__Task item__:
The entries below should be transcribed in their entirety, exactly as written.

── Extracted data

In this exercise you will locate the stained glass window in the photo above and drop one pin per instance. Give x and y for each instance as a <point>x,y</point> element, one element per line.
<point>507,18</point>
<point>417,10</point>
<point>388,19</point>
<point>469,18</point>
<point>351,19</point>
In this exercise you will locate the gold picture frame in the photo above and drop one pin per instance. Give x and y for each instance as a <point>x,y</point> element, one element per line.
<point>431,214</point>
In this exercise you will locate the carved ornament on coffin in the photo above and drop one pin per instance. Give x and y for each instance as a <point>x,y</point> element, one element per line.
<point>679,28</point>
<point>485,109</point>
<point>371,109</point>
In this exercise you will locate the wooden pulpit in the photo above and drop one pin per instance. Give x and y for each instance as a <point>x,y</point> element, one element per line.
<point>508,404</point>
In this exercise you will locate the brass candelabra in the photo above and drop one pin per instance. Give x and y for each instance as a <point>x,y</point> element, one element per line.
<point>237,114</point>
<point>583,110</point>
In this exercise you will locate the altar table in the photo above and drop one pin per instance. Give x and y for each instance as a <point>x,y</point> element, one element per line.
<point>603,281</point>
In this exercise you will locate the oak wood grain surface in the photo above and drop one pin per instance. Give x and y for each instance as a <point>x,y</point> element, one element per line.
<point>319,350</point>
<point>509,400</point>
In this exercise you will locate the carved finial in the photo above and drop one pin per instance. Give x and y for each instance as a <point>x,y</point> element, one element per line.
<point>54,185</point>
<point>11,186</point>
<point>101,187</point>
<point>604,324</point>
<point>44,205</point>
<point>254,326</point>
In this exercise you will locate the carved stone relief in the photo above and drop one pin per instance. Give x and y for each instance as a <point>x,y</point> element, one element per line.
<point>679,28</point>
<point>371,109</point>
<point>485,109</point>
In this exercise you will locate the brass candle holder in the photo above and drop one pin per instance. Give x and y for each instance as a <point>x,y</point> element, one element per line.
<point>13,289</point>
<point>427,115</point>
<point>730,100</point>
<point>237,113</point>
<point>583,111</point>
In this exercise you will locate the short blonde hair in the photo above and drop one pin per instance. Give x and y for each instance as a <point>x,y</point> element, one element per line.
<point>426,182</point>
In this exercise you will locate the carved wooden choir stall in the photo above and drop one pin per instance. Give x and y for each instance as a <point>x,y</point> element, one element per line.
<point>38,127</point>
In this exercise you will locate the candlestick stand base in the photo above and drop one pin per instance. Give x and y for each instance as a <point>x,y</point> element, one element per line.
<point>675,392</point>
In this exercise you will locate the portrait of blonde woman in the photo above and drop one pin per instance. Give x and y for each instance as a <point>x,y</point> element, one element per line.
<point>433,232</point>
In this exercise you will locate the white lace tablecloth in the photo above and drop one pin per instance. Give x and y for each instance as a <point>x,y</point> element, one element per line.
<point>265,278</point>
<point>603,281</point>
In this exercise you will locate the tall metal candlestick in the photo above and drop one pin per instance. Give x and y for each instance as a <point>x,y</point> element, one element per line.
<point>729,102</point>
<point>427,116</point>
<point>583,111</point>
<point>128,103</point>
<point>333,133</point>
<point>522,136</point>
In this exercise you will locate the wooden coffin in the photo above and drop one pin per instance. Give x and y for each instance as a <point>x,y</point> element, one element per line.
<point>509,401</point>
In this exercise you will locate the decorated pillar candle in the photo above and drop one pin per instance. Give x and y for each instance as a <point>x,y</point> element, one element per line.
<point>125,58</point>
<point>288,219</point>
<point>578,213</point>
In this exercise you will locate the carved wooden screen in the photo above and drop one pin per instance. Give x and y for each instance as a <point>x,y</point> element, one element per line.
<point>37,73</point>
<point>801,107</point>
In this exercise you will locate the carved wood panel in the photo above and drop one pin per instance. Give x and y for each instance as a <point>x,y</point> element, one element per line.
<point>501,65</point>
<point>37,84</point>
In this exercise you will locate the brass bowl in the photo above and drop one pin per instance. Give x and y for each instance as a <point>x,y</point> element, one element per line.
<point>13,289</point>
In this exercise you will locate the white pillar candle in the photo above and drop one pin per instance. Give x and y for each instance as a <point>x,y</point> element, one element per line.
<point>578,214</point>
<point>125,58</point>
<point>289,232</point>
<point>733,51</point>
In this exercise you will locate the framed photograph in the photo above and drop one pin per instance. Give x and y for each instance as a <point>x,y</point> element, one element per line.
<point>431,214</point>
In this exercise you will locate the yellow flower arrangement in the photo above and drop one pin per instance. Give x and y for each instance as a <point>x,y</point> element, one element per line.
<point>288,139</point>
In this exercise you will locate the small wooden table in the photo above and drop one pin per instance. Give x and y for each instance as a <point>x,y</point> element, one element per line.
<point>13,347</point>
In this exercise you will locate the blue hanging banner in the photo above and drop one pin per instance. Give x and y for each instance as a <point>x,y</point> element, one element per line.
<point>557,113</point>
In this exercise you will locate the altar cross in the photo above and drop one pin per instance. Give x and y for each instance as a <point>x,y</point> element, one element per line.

────

__Solution to the problem__:
In this exercise you will locate the stained glass window in the photo above and drop one pin per instance. Give x and y for each instance as a <point>x,y</point> element, one element per line.
<point>507,18</point>
<point>417,10</point>
<point>388,19</point>
<point>469,18</point>
<point>351,19</point>
In this exercise you will locate the gold picture frame in the photo above and drop one pin per instance. Give x and y for each instance as a <point>x,y</point> element, one element per line.
<point>431,214</point>
In this exercise you will locate the carved ornament on coffin in the photo above and drop one pin per instance. Give x and y for each instance as a <point>x,y</point> element, one element per line.
<point>679,28</point>
<point>485,109</point>
<point>371,109</point>
In this exercise you will locate the wooden pulpit in the photo above and drop one pin per instance. Give x and y for each instance as a <point>x,y</point> element, one element per line.
<point>508,404</point>
In this exercise you will locate the brass candelabra in the photo above and drop one pin per instance. Give x and y for each instance as a <point>x,y</point> element, one element per line.
<point>237,114</point>
<point>583,110</point>
In this exercise you will locate the altar table in the photo above and drop one pin per instance. Give x and y for each instance as a <point>x,y</point> element, one element per line.
<point>603,281</point>
In this exercise you will locate the oak wood grain surface in the photo above and drop one pin per instance. Give x and y for each instance as a <point>x,y</point> element, one element per line.
<point>319,350</point>
<point>509,400</point>
In this exercise you will locate the carved finial in the photo above and drop one pin per instance. Give x and y for each instance as a <point>x,y</point> element, one element per line.
<point>54,185</point>
<point>11,186</point>
<point>101,187</point>
<point>604,324</point>
<point>44,205</point>
<point>254,326</point>
In this exercise you will locate the carved stone relief in the photo above and drop one pin per instance. Give x and y for each instance as a <point>x,y</point> element, one element per line.
<point>679,28</point>
<point>371,109</point>
<point>485,109</point>
In this exercise you will locate the brass candle holder in the photo above and drop one pin per instance. Give x and y for each instance as a <point>x,y</point> element, one element per line.
<point>13,289</point>
<point>427,115</point>
<point>730,100</point>
<point>237,113</point>
<point>583,111</point>
In this exercise you will locate the short blonde hair in the photo above and drop one pin per instance. Give x and y for each instance as a <point>x,y</point> element, one element per line.
<point>426,182</point>
In this exercise you will locate the carved wooden choir stall in the photo above and drop one pin per instance. Give x and y for each instance as a <point>x,y</point> element, one element per line.
<point>38,127</point>
In this exercise you will locate the candlestick stand base in the photo above and drop one pin per instance. Give x and y for each instance as a <point>x,y</point> element, one element per line.
<point>675,392</point>
In this exercise you will locate the portrait of blonde woman in the photo above and drop one pin per instance. Give x and y for each instance as a <point>x,y</point> element, one element per line.
<point>433,232</point>
In this exercise you will locate the white lace tablecloth in the photo above and drop one pin per instance. Give x and y for each instance as a <point>x,y</point> element, one element per line.
<point>265,278</point>
<point>603,281</point>
In this exercise you will locate the tall metal candlestick in the photo above and drop one pin per instance. Give x and y for each instance as a <point>x,y</point> element, one element per line.
<point>729,102</point>
<point>427,116</point>
<point>583,111</point>
<point>128,103</point>
<point>333,133</point>
<point>522,136</point>
In this exercise you will locate the wooden coffin in the photo above and drop one pin per instance. Give x and y for each instance as a <point>x,y</point> element, one element per line.
<point>509,401</point>
In this exercise you will locate the decorated pillar candle in the photo above and drop one pin per instance. Give x and y for each instance as a <point>x,y</point> element, one element per line.
<point>125,58</point>
<point>288,219</point>
<point>578,213</point>
In this exercise you will locate the carved wooden screen in the photo above and drop one pin per instance. Give x and y for each instance as a <point>x,y</point> element, one element per line.
<point>37,73</point>
<point>801,107</point>
In this exercise you will locate the carved wood panel in the photo above and drop one pin per instance. Give x and y for each instance as a <point>x,y</point> element, one element per line.
<point>501,65</point>
<point>37,84</point>
In this exercise you will locate the brass bowl in the photo above and drop one pin per instance. Give x and y for each instance as a <point>x,y</point> element, one element per line.
<point>13,289</point>
In this exercise you will locate the white pillar candle in the photo above and drop one pin per instance. Give x and y for each instance as a <point>x,y</point> element, one element per line.
<point>578,214</point>
<point>125,58</point>
<point>289,232</point>
<point>733,51</point>
In this exercise you will locate the framed photograph in the photo above and drop one pin per instance. Give x and y for each instance as a <point>x,y</point> element, one element per line.
<point>431,214</point>
In this exercise you will locate the yellow flower arrangement in the photo above and drop one pin per instance. Give x and y for each instance as a <point>x,y</point> element, one element per line.
<point>288,139</point>
In this exercise you will locate the small wooden table in the photo above and drop one pin per instance. Give x and y for each instance as a <point>x,y</point> element, one element per line.
<point>13,347</point>
In this exercise you will locate the blue hanging banner in the photo above and drop one pin per instance. Give x and y for each instance as a <point>x,y</point> element, one element per line.
<point>557,113</point>
In this exercise you will locate the altar cross in the photo above and drop one pin per instance. Give x and y for each instance as a <point>x,y</point> element, one element per line.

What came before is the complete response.